Mind of My Mind
- First edition (US)
- Author: Octavia Butler
- Cover artist: Jan Esteves
- Language: English
- Series: Patternist
- Genre: Science fiction
- Publisher: Doubleday (US) Sidgwick & Jackson (UK)
- Publication date: 1977
- Pages: 169
- ISBN: 978-0-385-12600-7
- OCLC: 2984449
- Preceded by: Patternmaster
- Followed by: Survivor

= Mind of My Mind =

1977 novel by Octavia E. Butler

Mind of My Mind (1977) is a science fiction novel by American writer Octavia E. Butler. Mind of My Mind is the prequel to Butler's novel Patternmaster, and is the second novel in the Patternist series.

== Plot ==
This second novel in the series recounts the story of how the Patternist society originated. The novel is set in Forsyth, California, a city near Los Angeles, in the 1970s. The leader of the telepathic humans that later became known as the Patternists, was a man originally from Africa named Doro. Doro is about 4,000 years old and immortal. Since Doro does not have physical immortality, he must move his essence to different bodies as time goes on for his continued survival. Doro indirectly 'procreates' by controlling, selectively interbreeding and sometimes possessing the bodies of people who are telepathically sensitive (destroying the host's individual consciousness in the process), in an effort to make a group of psychically gifted superhumans he can achieve power through, who will also make him feel less alone in the world. The story is focused on one of Doro's daughters, named Mary, who is a young, poor biracial woman. Doro's hope is that his daughter Mary will connect with other telepaths and ultimately become an exceptional telepath who is able to link with other telepathic people.

In the midst of Mary's status change from a "latent" to an "active" telepath, she makes the first ever Pattern as a result of her attaching mentally onto six other active telepathic people. Two years later, after Mary has added 1,500 people to her community of Patternists, Doro thinks Mary has acquired too much power and demands that she stop acquiring telepaths. This creates a conflict, as Mary will destroy herself and as a result all Patternists if she discontinues the expansion of her Patternist community. With support from her people, Mary gains the strength to fight and ultimately kill Doro by adding him to the 'pattern' and draining his life energy. There are many Patternist casualties in the fight; however, Mary is ultimately able to continue to grow and protect the Patternist society she has created.

However, those who have read Patternmaster and Clay's Ark know that in a short time, the Clayark virus brought from an alien world will create mutated animalistic beings who cannot be telepathically manipulated and are compelled to infect others, leading to a dystopian future world where the two groups battle for control, and ordinary humans will have to choose between serving the feudal Patternist society or being absorbed by the anarchist Clayarks.
▬▬▬▬▬▬
=== TASKS TO CARRY OUT ===
- 1) From the Mind of My Mind article, output the passage starting with "Mind of My Mind (1977)" and going on through "the Patternist series.", copied word for word.
- 2) According to the Mind of My Mind article, how many people has Mary added to her community of Patternists two years after making the first Pattern?
▬▬▬▬▬▬
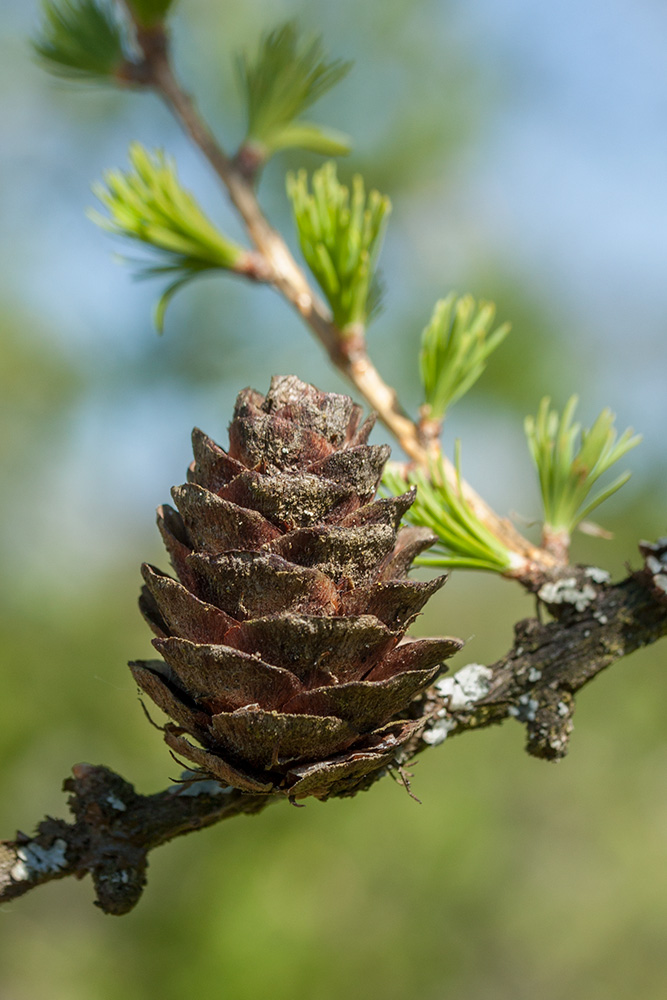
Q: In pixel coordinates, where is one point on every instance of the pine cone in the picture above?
(283, 641)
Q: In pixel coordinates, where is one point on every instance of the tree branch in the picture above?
(347, 352)
(596, 624)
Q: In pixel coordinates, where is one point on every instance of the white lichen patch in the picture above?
(566, 591)
(438, 732)
(468, 686)
(597, 575)
(34, 860)
(205, 787)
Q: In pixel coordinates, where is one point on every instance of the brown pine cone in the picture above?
(283, 635)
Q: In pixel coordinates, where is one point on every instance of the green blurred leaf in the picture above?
(149, 12)
(454, 349)
(569, 461)
(288, 74)
(340, 233)
(464, 542)
(80, 39)
(148, 204)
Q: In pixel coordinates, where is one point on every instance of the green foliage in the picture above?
(288, 74)
(148, 204)
(464, 542)
(569, 461)
(80, 39)
(149, 12)
(341, 236)
(455, 346)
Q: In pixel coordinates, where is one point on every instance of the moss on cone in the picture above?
(285, 667)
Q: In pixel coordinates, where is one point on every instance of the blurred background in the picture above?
(524, 147)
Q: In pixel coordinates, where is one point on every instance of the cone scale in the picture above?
(285, 667)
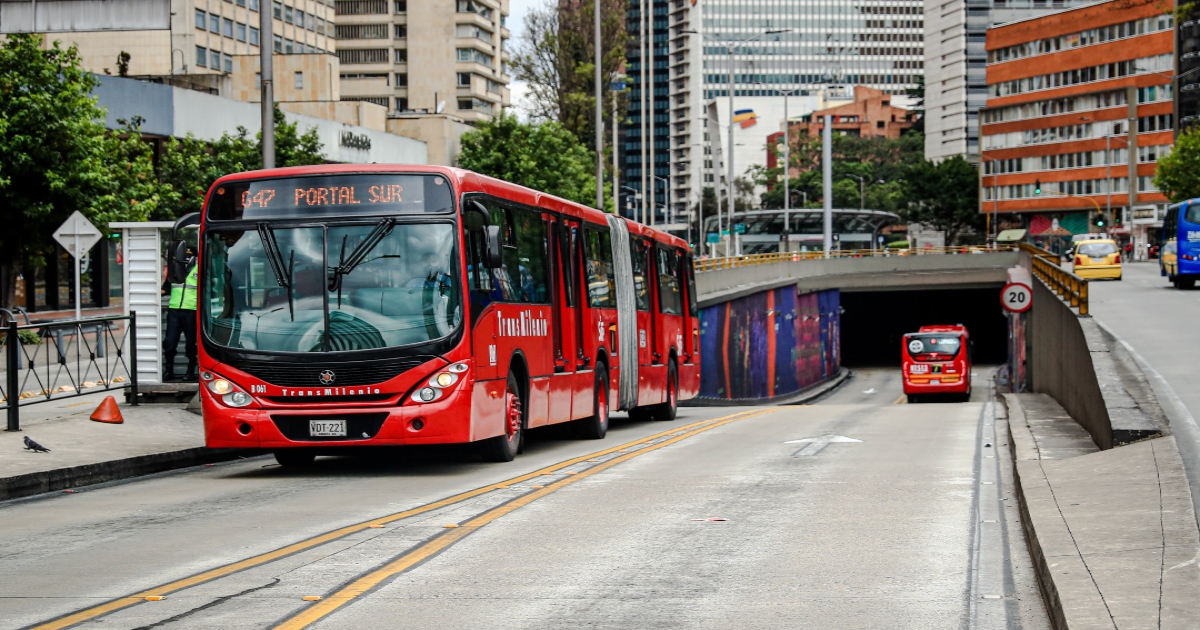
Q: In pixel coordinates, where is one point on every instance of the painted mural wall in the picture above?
(769, 345)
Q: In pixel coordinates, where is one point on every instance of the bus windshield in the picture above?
(330, 287)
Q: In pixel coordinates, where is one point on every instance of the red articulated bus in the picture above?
(383, 305)
(936, 360)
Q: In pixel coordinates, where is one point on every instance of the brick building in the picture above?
(1077, 101)
(869, 115)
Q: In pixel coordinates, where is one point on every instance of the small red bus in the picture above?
(936, 360)
(383, 305)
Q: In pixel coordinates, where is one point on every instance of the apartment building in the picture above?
(424, 57)
(1079, 109)
(955, 66)
(876, 43)
(204, 37)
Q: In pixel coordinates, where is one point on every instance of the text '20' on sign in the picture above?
(1017, 298)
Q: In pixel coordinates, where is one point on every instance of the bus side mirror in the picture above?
(474, 216)
(495, 250)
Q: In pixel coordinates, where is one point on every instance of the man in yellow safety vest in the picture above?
(181, 319)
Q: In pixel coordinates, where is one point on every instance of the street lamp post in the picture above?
(729, 183)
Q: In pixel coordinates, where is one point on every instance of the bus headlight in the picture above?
(426, 395)
(444, 379)
(238, 399)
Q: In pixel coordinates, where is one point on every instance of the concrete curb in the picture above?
(97, 473)
(801, 397)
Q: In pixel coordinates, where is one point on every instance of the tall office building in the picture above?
(424, 57)
(858, 42)
(955, 67)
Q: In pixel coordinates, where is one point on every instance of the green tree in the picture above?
(544, 156)
(55, 154)
(190, 166)
(1179, 173)
(945, 195)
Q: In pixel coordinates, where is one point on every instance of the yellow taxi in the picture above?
(1098, 258)
(1169, 261)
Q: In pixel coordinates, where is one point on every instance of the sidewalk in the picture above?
(1113, 533)
(154, 438)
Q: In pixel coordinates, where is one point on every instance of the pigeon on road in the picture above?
(30, 445)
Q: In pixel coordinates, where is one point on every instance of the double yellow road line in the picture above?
(421, 552)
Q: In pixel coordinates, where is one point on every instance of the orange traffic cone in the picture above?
(108, 412)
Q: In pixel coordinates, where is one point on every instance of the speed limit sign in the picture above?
(1017, 298)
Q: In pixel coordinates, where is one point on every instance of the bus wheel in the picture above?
(504, 448)
(294, 457)
(597, 426)
(666, 412)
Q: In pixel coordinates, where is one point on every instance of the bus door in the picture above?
(640, 253)
(565, 335)
(670, 318)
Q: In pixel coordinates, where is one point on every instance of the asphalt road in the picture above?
(895, 516)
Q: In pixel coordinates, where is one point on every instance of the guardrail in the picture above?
(1047, 268)
(95, 361)
(715, 264)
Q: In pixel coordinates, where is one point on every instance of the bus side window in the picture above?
(669, 282)
(598, 247)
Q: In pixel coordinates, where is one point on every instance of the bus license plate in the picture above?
(327, 429)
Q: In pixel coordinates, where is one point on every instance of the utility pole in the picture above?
(595, 9)
(265, 52)
(827, 180)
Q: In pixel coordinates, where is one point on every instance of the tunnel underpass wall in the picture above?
(1062, 364)
(768, 346)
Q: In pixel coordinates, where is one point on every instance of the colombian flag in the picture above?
(745, 117)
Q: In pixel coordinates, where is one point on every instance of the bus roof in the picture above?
(469, 181)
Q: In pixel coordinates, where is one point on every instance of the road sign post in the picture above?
(1017, 298)
(77, 235)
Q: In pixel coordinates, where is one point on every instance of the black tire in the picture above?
(505, 447)
(294, 457)
(666, 412)
(597, 425)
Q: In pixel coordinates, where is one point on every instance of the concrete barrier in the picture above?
(1072, 361)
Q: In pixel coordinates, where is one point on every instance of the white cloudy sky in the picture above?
(517, 10)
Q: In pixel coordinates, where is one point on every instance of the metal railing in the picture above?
(1047, 268)
(70, 358)
(715, 264)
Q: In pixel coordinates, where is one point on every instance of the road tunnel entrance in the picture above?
(873, 323)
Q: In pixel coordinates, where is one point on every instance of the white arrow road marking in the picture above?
(815, 445)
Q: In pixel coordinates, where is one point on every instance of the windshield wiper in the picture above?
(348, 263)
(275, 258)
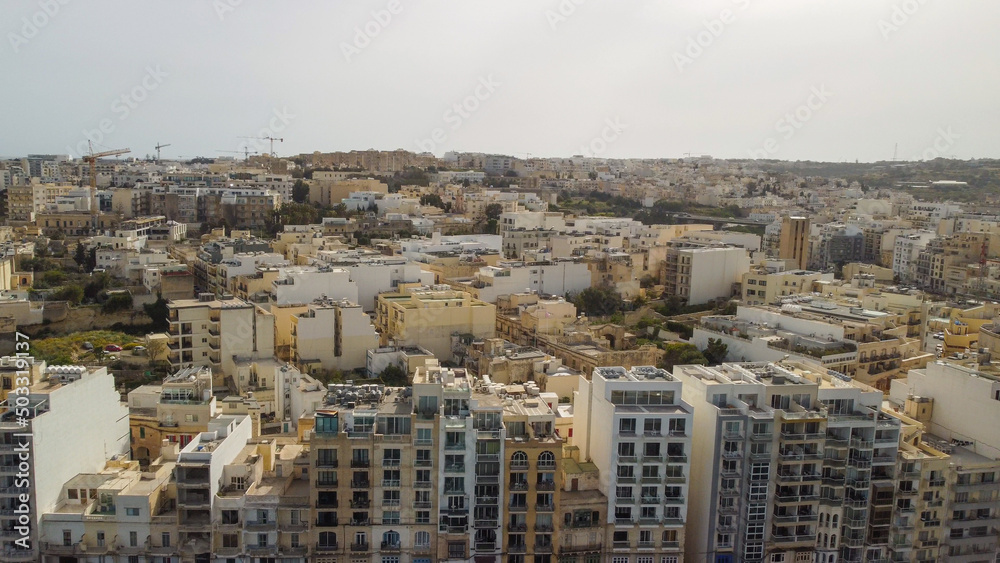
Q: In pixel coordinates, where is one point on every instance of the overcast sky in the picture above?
(788, 79)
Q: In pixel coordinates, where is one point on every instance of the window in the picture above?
(626, 426)
(327, 539)
(390, 539)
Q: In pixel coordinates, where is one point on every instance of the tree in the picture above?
(300, 192)
(432, 199)
(158, 312)
(71, 293)
(680, 353)
(117, 301)
(716, 351)
(493, 211)
(154, 349)
(80, 255)
(598, 301)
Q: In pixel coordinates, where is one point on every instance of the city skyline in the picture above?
(733, 79)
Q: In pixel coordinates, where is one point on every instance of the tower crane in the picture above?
(92, 159)
(158, 147)
(268, 138)
(245, 152)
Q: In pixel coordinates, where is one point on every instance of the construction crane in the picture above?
(158, 147)
(268, 138)
(92, 159)
(245, 152)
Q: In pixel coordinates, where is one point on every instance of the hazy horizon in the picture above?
(736, 79)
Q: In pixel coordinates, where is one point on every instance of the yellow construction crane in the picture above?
(268, 138)
(158, 147)
(245, 152)
(92, 159)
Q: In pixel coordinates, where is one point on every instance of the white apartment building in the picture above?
(700, 274)
(790, 463)
(58, 445)
(955, 391)
(332, 335)
(211, 332)
(906, 249)
(506, 278)
(635, 427)
(305, 284)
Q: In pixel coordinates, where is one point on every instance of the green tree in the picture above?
(432, 199)
(300, 192)
(80, 255)
(680, 353)
(158, 312)
(716, 351)
(71, 293)
(598, 301)
(117, 301)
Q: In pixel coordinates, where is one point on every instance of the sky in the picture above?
(831, 80)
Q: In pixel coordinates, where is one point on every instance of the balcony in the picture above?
(486, 546)
(543, 548)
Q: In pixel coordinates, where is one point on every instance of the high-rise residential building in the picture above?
(698, 273)
(453, 469)
(794, 241)
(433, 318)
(635, 428)
(946, 503)
(213, 332)
(790, 463)
(48, 432)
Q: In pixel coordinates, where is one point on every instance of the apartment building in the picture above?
(433, 318)
(767, 283)
(633, 425)
(331, 335)
(175, 411)
(211, 332)
(946, 500)
(793, 243)
(58, 447)
(698, 274)
(552, 278)
(790, 463)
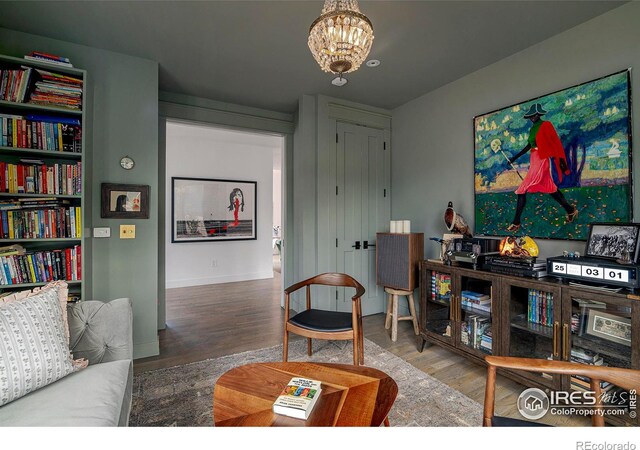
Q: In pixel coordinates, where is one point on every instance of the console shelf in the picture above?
(530, 318)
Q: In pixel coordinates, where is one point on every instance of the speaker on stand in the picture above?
(397, 259)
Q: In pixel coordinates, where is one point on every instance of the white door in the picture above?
(363, 209)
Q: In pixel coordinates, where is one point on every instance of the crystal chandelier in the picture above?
(340, 39)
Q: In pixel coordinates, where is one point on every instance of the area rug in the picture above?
(182, 395)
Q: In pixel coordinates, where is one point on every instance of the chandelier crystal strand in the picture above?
(341, 38)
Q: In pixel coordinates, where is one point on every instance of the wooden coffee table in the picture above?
(351, 395)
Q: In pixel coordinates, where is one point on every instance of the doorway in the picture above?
(363, 208)
(195, 150)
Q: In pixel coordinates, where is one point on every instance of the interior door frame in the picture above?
(336, 112)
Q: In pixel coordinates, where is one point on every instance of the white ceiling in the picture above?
(255, 52)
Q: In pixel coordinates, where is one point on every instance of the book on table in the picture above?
(298, 398)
▬▬▬▬▬▬
=== SOLUTIONS ===
- 1)
Mind of My Mind (1977) is a science fiction novel by American writer Octavia E. Butler. Mind of My Mind is the prequel to Butler's novel Patternmaster, and is the second novel in the Patternist series.

- 2) 1,500 people.